- WHAT IS BEING ASKED -
The listing below must be returned in full and unchanged, without the images it carries.

- STORED DATA -
==============================

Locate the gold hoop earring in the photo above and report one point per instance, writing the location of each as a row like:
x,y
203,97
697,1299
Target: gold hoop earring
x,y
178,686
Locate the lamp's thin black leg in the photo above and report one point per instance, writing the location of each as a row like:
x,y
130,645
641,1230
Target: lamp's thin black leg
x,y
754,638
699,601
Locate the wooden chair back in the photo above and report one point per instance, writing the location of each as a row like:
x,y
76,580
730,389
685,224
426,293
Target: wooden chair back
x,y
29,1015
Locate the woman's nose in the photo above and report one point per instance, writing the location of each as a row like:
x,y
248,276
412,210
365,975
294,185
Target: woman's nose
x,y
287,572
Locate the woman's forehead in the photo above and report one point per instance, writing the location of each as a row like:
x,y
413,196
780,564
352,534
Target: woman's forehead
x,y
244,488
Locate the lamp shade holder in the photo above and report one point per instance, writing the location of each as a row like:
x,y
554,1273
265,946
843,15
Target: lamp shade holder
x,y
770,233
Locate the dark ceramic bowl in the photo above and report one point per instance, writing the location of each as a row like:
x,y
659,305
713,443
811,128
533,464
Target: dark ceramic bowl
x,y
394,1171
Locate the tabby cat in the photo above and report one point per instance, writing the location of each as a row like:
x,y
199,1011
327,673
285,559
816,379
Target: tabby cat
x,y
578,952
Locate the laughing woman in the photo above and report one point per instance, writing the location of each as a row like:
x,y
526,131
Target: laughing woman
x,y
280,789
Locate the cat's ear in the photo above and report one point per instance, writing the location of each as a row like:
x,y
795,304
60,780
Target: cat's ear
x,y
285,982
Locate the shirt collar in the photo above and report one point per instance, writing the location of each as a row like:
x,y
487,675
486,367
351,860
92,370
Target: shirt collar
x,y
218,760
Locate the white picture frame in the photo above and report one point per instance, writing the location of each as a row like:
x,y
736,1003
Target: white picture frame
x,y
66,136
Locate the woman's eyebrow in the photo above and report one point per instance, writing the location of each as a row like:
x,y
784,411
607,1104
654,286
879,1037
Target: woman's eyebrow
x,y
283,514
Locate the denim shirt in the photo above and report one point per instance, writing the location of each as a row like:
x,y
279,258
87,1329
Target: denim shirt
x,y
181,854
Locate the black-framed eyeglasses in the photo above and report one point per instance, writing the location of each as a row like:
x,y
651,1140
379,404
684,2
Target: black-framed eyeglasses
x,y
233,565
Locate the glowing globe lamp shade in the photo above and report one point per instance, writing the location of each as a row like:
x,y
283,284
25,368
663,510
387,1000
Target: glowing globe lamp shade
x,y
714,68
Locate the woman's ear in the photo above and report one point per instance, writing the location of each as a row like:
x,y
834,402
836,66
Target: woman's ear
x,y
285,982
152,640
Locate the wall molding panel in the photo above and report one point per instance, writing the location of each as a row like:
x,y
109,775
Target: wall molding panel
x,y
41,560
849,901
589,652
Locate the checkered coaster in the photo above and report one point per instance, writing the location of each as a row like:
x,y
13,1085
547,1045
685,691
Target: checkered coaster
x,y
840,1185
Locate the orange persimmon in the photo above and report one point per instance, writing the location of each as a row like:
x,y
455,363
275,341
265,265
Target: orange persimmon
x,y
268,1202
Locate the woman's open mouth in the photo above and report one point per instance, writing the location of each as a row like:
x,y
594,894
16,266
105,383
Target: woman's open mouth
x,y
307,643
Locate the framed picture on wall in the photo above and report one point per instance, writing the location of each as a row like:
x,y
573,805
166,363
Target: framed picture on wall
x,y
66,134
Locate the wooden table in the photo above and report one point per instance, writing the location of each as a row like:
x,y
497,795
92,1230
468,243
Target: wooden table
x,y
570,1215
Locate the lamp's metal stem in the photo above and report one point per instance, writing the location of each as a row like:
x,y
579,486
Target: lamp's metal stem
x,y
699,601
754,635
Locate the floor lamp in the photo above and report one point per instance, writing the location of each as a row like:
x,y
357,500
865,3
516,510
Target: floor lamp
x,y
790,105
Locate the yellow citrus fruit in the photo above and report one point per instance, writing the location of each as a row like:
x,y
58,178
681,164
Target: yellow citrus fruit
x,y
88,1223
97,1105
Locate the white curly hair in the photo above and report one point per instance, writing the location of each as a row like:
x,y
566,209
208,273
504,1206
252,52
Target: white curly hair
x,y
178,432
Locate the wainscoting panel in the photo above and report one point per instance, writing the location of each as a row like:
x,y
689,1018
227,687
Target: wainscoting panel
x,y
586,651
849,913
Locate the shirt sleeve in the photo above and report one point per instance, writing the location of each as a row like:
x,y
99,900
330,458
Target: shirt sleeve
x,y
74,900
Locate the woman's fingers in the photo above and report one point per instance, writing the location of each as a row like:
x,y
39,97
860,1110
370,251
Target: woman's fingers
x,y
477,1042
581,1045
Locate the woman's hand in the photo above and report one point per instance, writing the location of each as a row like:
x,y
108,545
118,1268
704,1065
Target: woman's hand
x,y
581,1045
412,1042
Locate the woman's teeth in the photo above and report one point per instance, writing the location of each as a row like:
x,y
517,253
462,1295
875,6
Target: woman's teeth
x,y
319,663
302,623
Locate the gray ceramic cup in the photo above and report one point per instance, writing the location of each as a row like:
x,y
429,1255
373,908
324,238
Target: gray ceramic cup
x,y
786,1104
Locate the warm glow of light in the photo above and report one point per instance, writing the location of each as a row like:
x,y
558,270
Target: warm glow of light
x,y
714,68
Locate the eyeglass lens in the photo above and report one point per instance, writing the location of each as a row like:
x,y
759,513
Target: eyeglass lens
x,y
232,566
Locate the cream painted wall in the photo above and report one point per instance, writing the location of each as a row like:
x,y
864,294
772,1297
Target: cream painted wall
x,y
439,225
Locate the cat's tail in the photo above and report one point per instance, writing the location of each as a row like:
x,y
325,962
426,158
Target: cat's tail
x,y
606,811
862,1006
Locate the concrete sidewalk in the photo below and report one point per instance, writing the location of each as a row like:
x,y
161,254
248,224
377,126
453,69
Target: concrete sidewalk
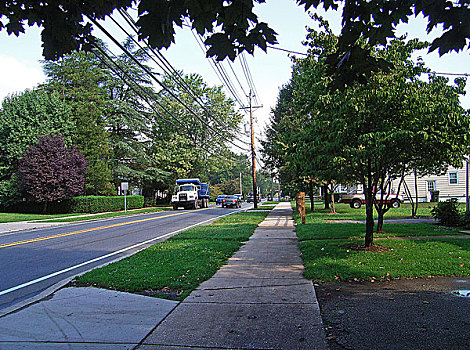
x,y
259,300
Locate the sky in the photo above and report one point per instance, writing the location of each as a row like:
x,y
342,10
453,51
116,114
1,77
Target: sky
x,y
20,66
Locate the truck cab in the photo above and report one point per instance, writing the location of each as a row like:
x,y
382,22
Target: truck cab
x,y
190,194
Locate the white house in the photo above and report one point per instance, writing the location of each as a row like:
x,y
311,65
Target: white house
x,y
450,185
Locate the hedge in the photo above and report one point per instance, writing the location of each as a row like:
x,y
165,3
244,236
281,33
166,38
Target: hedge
x,y
83,204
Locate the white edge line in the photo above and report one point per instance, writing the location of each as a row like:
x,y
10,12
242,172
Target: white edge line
x,y
43,278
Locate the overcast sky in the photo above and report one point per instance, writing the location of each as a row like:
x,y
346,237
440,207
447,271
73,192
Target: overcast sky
x,y
20,67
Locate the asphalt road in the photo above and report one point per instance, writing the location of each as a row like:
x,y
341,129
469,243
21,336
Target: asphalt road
x,y
34,260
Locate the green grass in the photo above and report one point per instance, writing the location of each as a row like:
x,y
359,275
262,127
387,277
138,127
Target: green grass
x,y
336,260
330,248
175,267
264,207
345,212
15,217
354,231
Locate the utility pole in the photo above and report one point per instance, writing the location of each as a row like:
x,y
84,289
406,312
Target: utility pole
x,y
253,156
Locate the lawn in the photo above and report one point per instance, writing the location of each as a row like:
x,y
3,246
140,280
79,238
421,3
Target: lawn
x,y
175,267
333,251
345,212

==============================

- SOLVED EXERCISE -
Locate the gold hoop earring in the photo above and report one point per instance, writing the location of each as a row like:
x,y
203,97
697,1299
Target: gold hoop earring
x,y
178,686
Locate the lamp's thin black leg in the photo above and report one point per instance, writing the location of each as a row like:
x,y
130,645
641,1230
Target: lamp's thin black leg
x,y
754,638
699,601
Locate the wooden chair back in the photo above and report one point per instance, writing the location of each as a row like:
x,y
76,580
730,389
685,224
426,293
Target: wooden chair back
x,y
29,1015
Locate the woman's nose in the photo above and report one point per instance, writing the location of each as a row like:
x,y
248,276
412,210
365,975
294,185
Target: woman's nose
x,y
287,572
Locate the woman's forehead in the photo above and report one point per instance, writing the location of each as a row like:
x,y
413,196
780,564
352,534
Target: woman's forehead
x,y
244,488
Locate the lamp shade holder in the photo above and report one point per instance, writing the location of each as a row like:
x,y
554,1273
265,946
843,15
Target: lamp shade holder
x,y
770,233
Locate the dark ceramic bowl in the photo above and report one point per instance, writing the location of each as a row like:
x,y
659,305
713,443
811,128
533,464
Target: dark ceramic bowl
x,y
394,1171
Locate the tabby cat in the photo above and report one point per instance, writing the location of each as a row like:
x,y
199,1011
327,673
285,559
816,379
Target: tabby cat
x,y
578,952
Locate the laughing woman in the photo above and report one point per instance, writing the location of each as a row like:
x,y
526,131
Target: laughing woman
x,y
280,789
Locate the cat's ear in the photo above and report one point per instance, writing the location of each as a row like:
x,y
795,304
60,780
Target: cat's ear
x,y
285,982
Locate the shirt collar in the photo above and report one point per instance, writing the location of each as a row like:
x,y
487,675
486,367
351,860
92,370
Target: shirt collar
x,y
218,760
Locate the white picture frame in the photo above and report one point per instance, writing the location of each as a row like:
x,y
736,1003
Target: white picture frame
x,y
66,136
Locate the woman's eyebrow in the photo above and report one point per instance, writing the location of each as a row like:
x,y
784,411
607,1104
654,286
879,1037
Target: woman's eyebrow
x,y
283,514
Locate the denim shirt in the photo above and report one point per instance, writing the location of each as a row like:
x,y
279,258
87,1329
Target: denim shirt
x,y
181,854
Locate the black-framed eyeglasses in the photo above and report one point per instance, writing the location of each as a row like:
x,y
651,1140
379,404
684,2
Target: black-framed eyeglasses
x,y
233,565
Locate the glowing globe lamp shade in the photo above and report one point per instance, writing the location of each as a row like:
x,y
283,284
25,368
663,510
387,1000
Target: glowing globe lamp shade
x,y
714,68
Locate the woman's ear in the photo above and report one point per instance, writing the location of each as a row like:
x,y
834,402
836,66
Target: woman's ear
x,y
285,982
152,640
Locate the wall molding panel in the photo above and report one point per instance, writing the location of each as a row like:
x,y
109,775
Target: wall molding panel
x,y
41,560
849,901
589,652
Locate the checkered coaster in the photo above and report one point per instance, writing the location of each as a row like:
x,y
13,1085
547,1045
685,691
Target: checkered coaster
x,y
840,1185
Locate the orange persimmon in the photo above and report one point per instance, writing the location of each as a row like:
x,y
455,363
275,341
265,265
Target: orange persimmon
x,y
268,1202
Locate the woman's open mouth in the photo above and report one point per instance, writing the location of each as a row like:
x,y
594,894
16,266
105,383
Target: woman's open mouth
x,y
307,643
Locate the framed picture on wall in the photo above and report one point per instance, writing the location of each as a row like:
x,y
573,805
166,363
Target: framed picture on wall
x,y
66,134
Locate the wooden table in the photo above and report one point per instance, writing the location of each as a row like:
x,y
497,795
92,1230
468,243
Target: wooden table
x,y
570,1215
Locate the lamp's metal stem in the photo above and report one point per instance, writing the location of each as a row like:
x,y
579,486
Target: lamp's metal stem
x,y
699,601
754,635
Locate the floor lamp in the photo above and report one point per instance, writing the location of each as a row like:
x,y
357,500
865,3
516,510
Target: floor lamp
x,y
790,105
Locate the yellow citrus fruit in the photo above and report one point per instance, writing the location of each as a row like:
x,y
58,178
681,164
Target: yellow citrus fruit
x,y
88,1223
97,1105
Locate the white curly hair in the photo above and report one point per instance, writing the location of each as a row like:
x,y
566,209
208,273
504,1206
252,52
Target: white curly hair
x,y
178,432
Locate the wainscoting panel in the photo above and report one point per instance, writing the location of each as a row like:
x,y
689,1018
227,687
Target: wainscoting panel
x,y
586,651
849,913
Locate the shirt sleeve in the photo above and report one point per instance, writing the location of each as a row like:
x,y
99,900
330,458
Target: shirt sleeve
x,y
74,900
Locate the woman's fingers in the photo above and report one point per instance, writing the location of each as a row like:
x,y
39,97
860,1110
370,251
Target: woman's fingers
x,y
477,1042
581,1045
Locate the woman's hand in the photo above and report one point per instance, writing the location of each as a row like:
x,y
108,545
118,1268
704,1065
Target: woman's hand
x,y
581,1045
412,1042
Locate the woman's teeth in the photo above and report one point per instance, writing the location of each as a row like:
x,y
517,253
462,1295
875,6
Target: woman's teeth
x,y
319,663
302,623
Locate the gray ceramic cup in the photo above and report one point per instance, writing the location of each as a row like:
x,y
429,1255
373,908
324,238
Target: gray ceramic cup
x,y
786,1104
Locate the warm glow of light in the photo above and report one point per instance, writing the location of each as a row like:
x,y
558,270
Target: warm glow of light
x,y
714,68
Locate the eyeglass lens in the photo above and report one point per instance, writing the location of each as a row like:
x,y
759,513
Target: eyeglass lens
x,y
232,566
Locate the cream painted wall in the photo above and report one point per instance, writing the location of each as a row like:
x,y
864,294
772,1297
Target: cream painted wall
x,y
439,225
Locate the cat's tail in the photo above and report one point per instance, writing the location of each as a row like:
x,y
325,962
426,158
Target: cat's tail
x,y
606,811
862,1006
Locate the concrete sidewalk in the photo below and report one point per instance, writing the location of each as a row like:
x,y
161,254
248,224
377,126
453,69
Target: concrete sidewalk
x,y
259,300
Locate the sky in the photo above and report one point per instance, writing the location of each as a row like:
x,y
342,10
453,51
116,114
1,77
Target: sky
x,y
20,66
Locate the truck cab in the photo above and report one point per instance, writing the location of each as a row like:
x,y
382,22
Target: truck cab
x,y
190,194
Locate the white house in the photo above and report one point per instance, writing the location of each as a row like:
x,y
311,65
Target: white house
x,y
450,185
Locate the hedge in the photo above and report one point per instance, writing the location of each as a row like:
x,y
165,3
244,236
281,33
166,38
Target: hedge
x,y
83,204
Locate the white edge line in the photo above and report one point per instance, writing the location of each as a row like:
x,y
10,12
242,172
Target: white edge line
x,y
43,278
Locate the overcast sky in the photo above and report one point per instance, writing the location of each as a row like:
x,y
346,237
440,207
447,271
73,192
Target: overcast sky
x,y
20,67
Locate the asphalt road in the photo above and report one point per instance, writing the location of each as a row like:
x,y
341,129
469,243
21,336
Target: asphalt road
x,y
34,260
Locate the green grass in the photo above and report one point per instance, writing the location of each as a row like:
x,y
359,275
262,127
387,277
138,127
Target: green grass
x,y
336,260
330,248
175,267
264,207
345,212
15,217
354,231
Locate the utility pole in the photo above and report one point per instance, writing the location of each as a row like:
x,y
84,289
406,312
Target: utility pole
x,y
253,156
Locate the lawn in the photo above and report one point per instance, writing the location of each as a row like:
x,y
3,246
140,280
79,238
421,3
Target: lawn
x,y
175,267
333,251
345,212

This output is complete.